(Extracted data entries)
◇ ◇ ◇

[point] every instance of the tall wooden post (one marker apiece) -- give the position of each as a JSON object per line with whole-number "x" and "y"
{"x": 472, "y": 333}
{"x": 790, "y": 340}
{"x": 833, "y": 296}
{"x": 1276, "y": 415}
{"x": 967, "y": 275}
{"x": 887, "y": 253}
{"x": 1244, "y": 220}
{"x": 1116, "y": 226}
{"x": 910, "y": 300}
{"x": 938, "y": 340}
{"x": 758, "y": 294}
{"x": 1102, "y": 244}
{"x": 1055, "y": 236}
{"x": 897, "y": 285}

◇ ◇ ◇

WHAT THE EXERCISE ASKS = Rewrite the lines in the records above as a JSON list of strings, with each line as one string and no blank lines.

THE REPLY =
[
  "[point] every instance of the tall wooden post (one marker apiece) -- give the position of each as a JSON object per line with whole-number \"x\" and \"y\"",
  "{\"x\": 472, \"y\": 333}",
  "{\"x\": 790, \"y\": 340}",
  "{\"x\": 833, \"y\": 296}",
  "{\"x\": 1276, \"y\": 415}",
  "{\"x\": 967, \"y\": 275}",
  "{\"x\": 887, \"y\": 253}",
  "{\"x\": 1244, \"y\": 220}",
  "{\"x\": 1116, \"y\": 226}",
  "{\"x\": 910, \"y\": 300}",
  "{\"x\": 938, \"y\": 340}",
  "{\"x\": 758, \"y\": 294}",
  "{\"x\": 1102, \"y\": 244}",
  "{\"x\": 1055, \"y\": 236}",
  "{\"x\": 897, \"y\": 285}"
]